[Records of labeled points]
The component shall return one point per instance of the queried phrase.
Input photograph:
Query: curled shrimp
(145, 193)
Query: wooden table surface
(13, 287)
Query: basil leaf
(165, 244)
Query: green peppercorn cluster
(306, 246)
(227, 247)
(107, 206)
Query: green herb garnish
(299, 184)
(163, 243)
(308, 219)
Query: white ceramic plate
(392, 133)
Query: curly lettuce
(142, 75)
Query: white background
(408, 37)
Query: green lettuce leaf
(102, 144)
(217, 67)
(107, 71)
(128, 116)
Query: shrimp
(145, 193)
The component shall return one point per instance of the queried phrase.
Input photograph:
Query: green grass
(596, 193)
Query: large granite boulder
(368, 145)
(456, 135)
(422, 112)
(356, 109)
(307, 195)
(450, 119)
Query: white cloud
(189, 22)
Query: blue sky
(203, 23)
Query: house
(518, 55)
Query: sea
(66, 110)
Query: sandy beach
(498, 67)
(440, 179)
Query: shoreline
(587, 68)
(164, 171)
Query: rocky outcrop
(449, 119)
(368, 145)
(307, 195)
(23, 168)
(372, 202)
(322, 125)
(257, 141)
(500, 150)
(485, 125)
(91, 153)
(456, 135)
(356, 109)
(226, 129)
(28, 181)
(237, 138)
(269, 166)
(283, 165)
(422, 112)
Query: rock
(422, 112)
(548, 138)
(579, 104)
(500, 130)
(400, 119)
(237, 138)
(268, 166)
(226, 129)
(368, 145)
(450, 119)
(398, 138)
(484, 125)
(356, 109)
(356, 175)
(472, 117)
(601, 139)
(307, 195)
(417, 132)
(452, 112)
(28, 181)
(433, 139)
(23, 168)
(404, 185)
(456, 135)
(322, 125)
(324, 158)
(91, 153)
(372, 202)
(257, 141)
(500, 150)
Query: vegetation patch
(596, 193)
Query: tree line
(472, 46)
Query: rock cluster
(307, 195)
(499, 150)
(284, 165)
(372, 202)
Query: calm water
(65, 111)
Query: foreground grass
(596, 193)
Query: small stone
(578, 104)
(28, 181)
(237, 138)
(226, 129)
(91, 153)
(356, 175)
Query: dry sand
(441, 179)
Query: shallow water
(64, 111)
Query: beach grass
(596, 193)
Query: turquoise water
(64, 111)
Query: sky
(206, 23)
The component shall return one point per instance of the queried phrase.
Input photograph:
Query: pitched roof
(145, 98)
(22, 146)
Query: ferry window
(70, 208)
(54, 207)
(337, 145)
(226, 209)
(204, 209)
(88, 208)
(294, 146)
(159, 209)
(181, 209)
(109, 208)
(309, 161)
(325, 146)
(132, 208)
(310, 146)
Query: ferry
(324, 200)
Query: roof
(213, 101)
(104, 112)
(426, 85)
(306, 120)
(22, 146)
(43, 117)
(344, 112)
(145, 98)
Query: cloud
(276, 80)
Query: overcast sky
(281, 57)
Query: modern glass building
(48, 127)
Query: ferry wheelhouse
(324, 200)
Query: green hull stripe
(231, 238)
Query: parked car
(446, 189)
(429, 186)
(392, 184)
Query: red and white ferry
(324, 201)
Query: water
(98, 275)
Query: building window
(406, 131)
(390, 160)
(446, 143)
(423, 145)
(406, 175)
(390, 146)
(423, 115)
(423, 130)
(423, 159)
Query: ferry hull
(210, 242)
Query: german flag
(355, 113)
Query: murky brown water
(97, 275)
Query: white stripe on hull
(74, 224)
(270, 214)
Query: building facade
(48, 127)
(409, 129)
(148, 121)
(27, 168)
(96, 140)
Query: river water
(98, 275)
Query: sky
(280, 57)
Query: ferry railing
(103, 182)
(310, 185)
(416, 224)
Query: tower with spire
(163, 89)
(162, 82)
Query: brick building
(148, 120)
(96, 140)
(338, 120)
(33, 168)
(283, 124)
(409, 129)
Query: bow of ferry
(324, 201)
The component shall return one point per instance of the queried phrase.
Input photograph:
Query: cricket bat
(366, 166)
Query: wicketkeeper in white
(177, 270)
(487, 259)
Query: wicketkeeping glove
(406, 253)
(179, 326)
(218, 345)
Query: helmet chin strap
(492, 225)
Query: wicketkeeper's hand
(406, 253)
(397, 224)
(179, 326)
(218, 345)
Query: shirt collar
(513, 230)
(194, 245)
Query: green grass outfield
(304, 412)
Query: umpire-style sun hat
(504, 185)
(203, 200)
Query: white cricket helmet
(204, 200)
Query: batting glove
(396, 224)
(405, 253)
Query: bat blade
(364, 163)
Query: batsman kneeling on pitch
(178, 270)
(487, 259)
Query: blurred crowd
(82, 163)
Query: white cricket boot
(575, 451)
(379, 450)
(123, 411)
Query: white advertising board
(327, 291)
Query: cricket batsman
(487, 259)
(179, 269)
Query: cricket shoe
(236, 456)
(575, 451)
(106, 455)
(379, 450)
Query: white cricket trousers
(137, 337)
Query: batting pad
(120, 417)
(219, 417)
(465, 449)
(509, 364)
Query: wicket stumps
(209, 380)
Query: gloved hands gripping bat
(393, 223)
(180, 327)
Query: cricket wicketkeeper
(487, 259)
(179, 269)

Task details:
Write out the records above again, keeping each one identical to the original.

Answer in full:
The component shall return one point per instance of the queried phrase.
Input photograph:
Query: curled shrimp
(145, 193)
Query: wooden table surface
(13, 287)
Query: basil leaf
(165, 244)
Query: green peppercorn cluster
(306, 246)
(227, 247)
(107, 206)
Query: green herb garnish
(299, 184)
(163, 243)
(308, 219)
Query: white ceramic plate
(392, 133)
Query: curly lettuce
(142, 75)
Query: white background
(408, 37)
Query: green lettuce leaf
(102, 144)
(217, 67)
(107, 71)
(128, 116)
Query: shrimp
(145, 193)
The component shall return one point per instance of the queried phrase.
Input photograph:
Query: green grass
(596, 193)
Query: large granite boulder
(368, 145)
(456, 135)
(422, 112)
(356, 109)
(307, 195)
(450, 119)
Query: white cloud
(189, 22)
Query: blue sky
(203, 23)
Query: house
(518, 55)
Query: sea
(66, 110)
Query: sandy beach
(498, 67)
(440, 179)
Query: shoreline
(587, 68)
(164, 171)
Query: rocky outcrop
(449, 119)
(368, 145)
(307, 195)
(23, 168)
(372, 202)
(322, 125)
(257, 141)
(500, 150)
(485, 125)
(91, 153)
(456, 135)
(356, 109)
(226, 129)
(28, 181)
(237, 138)
(269, 166)
(283, 165)
(422, 112)
Query: rock
(422, 112)
(548, 138)
(579, 104)
(500, 130)
(400, 119)
(237, 138)
(268, 166)
(226, 129)
(368, 145)
(450, 119)
(398, 138)
(484, 125)
(356, 109)
(356, 175)
(472, 117)
(601, 139)
(307, 195)
(417, 132)
(452, 112)
(28, 181)
(433, 139)
(23, 168)
(404, 185)
(456, 135)
(322, 125)
(324, 158)
(91, 153)
(372, 202)
(257, 141)
(500, 150)
Query: vegetation patch
(596, 193)
Query: tree line
(472, 46)
Query: rock cluster
(307, 195)
(499, 150)
(284, 165)
(372, 202)
Query: calm water
(65, 111)
Query: foreground grass
(596, 193)
Query: small stone
(578, 104)
(28, 181)
(237, 138)
(226, 129)
(91, 153)
(356, 175)
Query: dry sand
(441, 179)
Query: shallow water
(64, 111)
Query: beach grass
(596, 193)
Query: turquoise water
(64, 111)
Query: sky
(206, 23)
The component shall return one point per instance of the queried phrase.
Input photograph:
Query: pitched roof
(145, 98)
(22, 146)
Query: ferry window
(70, 208)
(54, 207)
(337, 145)
(226, 209)
(204, 209)
(88, 208)
(294, 146)
(159, 209)
(181, 209)
(109, 208)
(309, 161)
(325, 146)
(132, 208)
(310, 146)
Query: ferry
(324, 200)
Query: roof
(213, 101)
(104, 112)
(426, 85)
(306, 120)
(22, 146)
(43, 117)
(344, 112)
(145, 98)
Query: cloud
(276, 80)
Query: overcast sky
(281, 57)
Query: modern glass building
(48, 127)
Query: ferry wheelhouse
(324, 200)
Query: green hull stripe
(231, 238)
Query: parked car
(446, 189)
(429, 186)
(392, 184)
Query: red and white ferry
(324, 201)
Query: water
(98, 275)
Query: building window
(406, 131)
(390, 160)
(446, 143)
(423, 145)
(406, 175)
(390, 146)
(423, 115)
(423, 130)
(423, 159)
Query: ferry hull
(210, 242)
Query: german flag
(355, 113)
Query: murky brown water
(97, 275)
Query: white stripe on hull
(74, 224)
(270, 214)
Query: building facade
(48, 127)
(409, 129)
(148, 121)
(27, 168)
(96, 140)
Query: river water
(98, 275)
Query: sky
(280, 57)
Query: ferry railing
(103, 182)
(310, 185)
(416, 224)
Query: tower with spire
(163, 89)
(162, 82)
Query: brick building
(148, 120)
(96, 140)
(338, 120)
(33, 168)
(283, 124)
(409, 129)
Query: bow of ferry
(324, 201)
The component shall return one point per instance of the queried phrase.
Input photograph:
Query: cricket bat
(366, 166)
Query: wicketkeeper in white
(177, 270)
(487, 259)
Query: wicketkeeping glove
(406, 253)
(179, 326)
(218, 345)
Query: helmet chin strap
(492, 225)
Query: wicketkeeper's hand
(406, 253)
(397, 224)
(179, 326)
(218, 345)
Query: shirt collar
(513, 230)
(194, 245)
Query: green grass outfield
(304, 412)
Query: umpire-style sun hat
(504, 185)
(203, 200)
Query: white cricket helmet
(204, 200)
Query: batting glove
(396, 224)
(405, 253)
Query: bat blade
(364, 163)
Query: batsman kneeling on pitch
(178, 270)
(487, 259)
Query: blurred crowd
(82, 163)
Query: white cricket boot
(575, 451)
(379, 450)
(123, 411)
Query: white advertising board
(327, 291)
Query: cricket batsman
(487, 259)
(179, 269)
Query: cricket shoe
(236, 456)
(575, 451)
(106, 455)
(379, 450)
Query: white cricket trousers
(137, 337)
Query: batting pad
(120, 417)
(219, 417)
(465, 449)
(509, 364)
Query: wicket stumps
(209, 380)
Query: gloved hands gripping bat
(393, 223)
(180, 327)
Query: cricket wicketkeeper
(487, 259)
(179, 269)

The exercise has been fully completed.